Labeled Samples object for less verbose plotting

Open janfb opened this issue 4 months ago • 0 comments

Context

pairplot refactoring in #1631 introduces typed options and upper/lower/diag API; offdiag is deprecated.
Pain point remains: users still pass many repeated args (labels, limits, ticks) in tutorials (see docs/advanced_tutorials/17_plotting_functionality.ipynb).
Proposal below reduces boilerplate and error-prone dimension bookkeeping by encapsulating per-dataset metadata.

Proposal

LabeledSamples dataclass (or NamedTuple) in sbi.analysis

Fields:
- data: np.ndarray | torch.Tensor, shape (N, D)
- dim_labels: list[str] length D (optional; defaults to ["θ1", "θ2", ...])
- Optional: ticks: Optional[List[Tuple[float, float]]], limits: Optional[List[Tuple[float, float]]]
Contract:
- pairplot and marginal_plot accept either raw arrays or LabeledSamples. When provided:
  - Use dim_labels if labels arg not supplied.
  - Use limits inline if limits arg not supplied.
  - Use ticks inline if ticks arg not supplied.
- Support list of LabeledSamples to overlay multiple sources; FigOptions.samples_labels defaults to the .name or generated labels if present.
Interop:
- A from_xarray(dataarray) constructor could leverage xarray’s named dimensions and coordinates (optional; follow-up).

Migration

Backward compatible: continue supporting raw arrays; adopt container to reduce passing repeated labels/ticks in every call.

# Collected material
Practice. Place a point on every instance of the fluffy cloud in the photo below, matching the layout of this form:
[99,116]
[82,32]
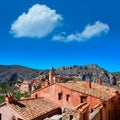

# What you need to do
In the text about the proposed LabeledSamples object, which pairplot argument is described as deprecated?

# Solution below
The offdiag argument is deprecated.